Textauszug:
________________
Erstellt am: 26.03.2010 | Stand des Wissens: 12.06.2023
Synthesebericht gehört zu:
Ansprechpartner
Technische Universität Hamburg, Institut für Logistik und Unternehmensführung, Prof. Dr. Dr. h.c. W. Kersten

Die Politik kann durch die Gestaltung und Durchsetzung von Vorschriften erheblichen Einfluss auf die Leistungsparameter der Verkehrsträger und die tatsächlichen Verhältnisse im intermodalen Wettbewerb nehmen. Über die Erhebung von Infrastrukturbenutzungsgebühren (vergleiche geltende Maut-Tarife [ToCo20a]) hinaus stellen Vorschriften zu Lenk- und Fahrzeiten und zu Fahrzeugmaßen sowie die Häufigkeit von Kontrollen wesentliche Einflussfaktoren dar. Dabei lassen sich im intermodalen Vergleich beachtliche Unterschiede feststellen.
So sind beispielsweise die Lenk- und Fahrzeiten im Straßengüterverkehr sowohl auf Europäischer-Ebene als auch auf nationaler Ebene in eigenen Richtlinien genau geregelt [EG561/2006; BMVBS08a]. Neben Vorschriften zu Ruhezeiten des Fahrpersonals bestehen in Deutschland gemäß der Straßenverkehrsordnung Fahrverbote an Sonn- und Feiertagen, wobei für den Vor- und Nachlauf im Kombinierten Verkehr Ausnahmen gelten. Dem gegenüber gelten für die anderen Landverkehrsträger im nationalen Bereich die Bestimmungen des Arbeitszeitgesetzes, das jedoch für die Binnenschifffahrt tarifvertraglich vereinbarte Abweichungen ausdrücklich zulässt. Für den Eisenbahnverkehr zwischen zwei europäischen Staaten ist eine europäische Richtlinie [RiL2005/47/EG] als strengere Norm maßgeblich. Weder der Schienenverkehr noch die Binnenschifffahrt werden durch Fahrverbote zu bestimmten Zeiten beschränkt.
________________
Zu verwendende Daten:
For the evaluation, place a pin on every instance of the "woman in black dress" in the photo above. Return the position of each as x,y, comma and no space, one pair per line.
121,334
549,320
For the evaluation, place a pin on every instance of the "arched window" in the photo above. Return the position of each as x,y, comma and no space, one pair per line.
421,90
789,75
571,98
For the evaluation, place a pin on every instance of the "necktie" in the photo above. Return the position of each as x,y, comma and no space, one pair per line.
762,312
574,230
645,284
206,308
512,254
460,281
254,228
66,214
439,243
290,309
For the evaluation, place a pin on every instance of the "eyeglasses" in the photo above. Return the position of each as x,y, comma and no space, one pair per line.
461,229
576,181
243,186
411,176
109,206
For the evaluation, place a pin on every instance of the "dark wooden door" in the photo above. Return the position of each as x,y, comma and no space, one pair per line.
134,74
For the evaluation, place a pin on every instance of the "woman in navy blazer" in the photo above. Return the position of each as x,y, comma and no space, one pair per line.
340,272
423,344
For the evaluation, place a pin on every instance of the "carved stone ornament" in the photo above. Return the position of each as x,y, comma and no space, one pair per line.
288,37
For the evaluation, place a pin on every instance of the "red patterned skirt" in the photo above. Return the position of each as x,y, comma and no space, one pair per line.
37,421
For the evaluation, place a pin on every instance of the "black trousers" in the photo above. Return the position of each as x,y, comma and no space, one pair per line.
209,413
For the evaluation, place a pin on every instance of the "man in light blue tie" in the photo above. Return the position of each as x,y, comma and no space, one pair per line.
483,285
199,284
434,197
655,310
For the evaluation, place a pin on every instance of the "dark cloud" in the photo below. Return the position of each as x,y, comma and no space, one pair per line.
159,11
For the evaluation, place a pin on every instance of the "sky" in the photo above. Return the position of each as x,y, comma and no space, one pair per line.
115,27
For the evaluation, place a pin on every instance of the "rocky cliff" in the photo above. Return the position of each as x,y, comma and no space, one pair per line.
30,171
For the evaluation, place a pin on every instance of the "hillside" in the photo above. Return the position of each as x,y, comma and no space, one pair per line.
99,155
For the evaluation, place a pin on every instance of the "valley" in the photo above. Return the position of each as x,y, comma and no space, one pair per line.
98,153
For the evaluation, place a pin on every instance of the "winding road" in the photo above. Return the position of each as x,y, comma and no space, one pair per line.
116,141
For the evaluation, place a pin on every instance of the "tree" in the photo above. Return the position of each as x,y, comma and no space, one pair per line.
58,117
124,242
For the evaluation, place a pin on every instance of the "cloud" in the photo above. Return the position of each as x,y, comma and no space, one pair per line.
________________
Aufgaben und Übungen:
A. Beantworten Sie zum Textauszug über Verkehrsvorschriften die folgenden Fragen:
(i) Welche Einflussfaktoren nennt der Textauszug über die Erhebung von Infrastrukturbenutzungsgebühren hinaus?
(ii) An welchen Tagen bestehen in Deutschland gemäß der Straßenverkehrsordnung Fahrverbote?
(iii) Was ist für den Eisenbahnverkehr zwischen zwei europäischen Staaten als strengere Norm maßgeblich?
B. Suchen Sie alle Zeilen heraus, die die Zeichenfolge „dark“ enthalten, und schreiben Sie sie ab.

Lösungen:
A.
(i) Vorschriften zu Lenk- und Fahrzeiten und zu Fahrzeugmaßen sowie die Häufigkeit von Kontrollen
(ii) An Sonn- und Feiertagen
(iii) Eine europäische Richtlinie [RiL2005/47/EG]

B.
For the evaluation, place a pin on every instance of the "dark wooden door" in the photo above. Return the position of each as x,y, comma and no space, one pair per line.
For the evaluation, place a pin on every instance of the "dark cloud" in the photo below. Return the position of each as x,y, comma and no space, one pair per line.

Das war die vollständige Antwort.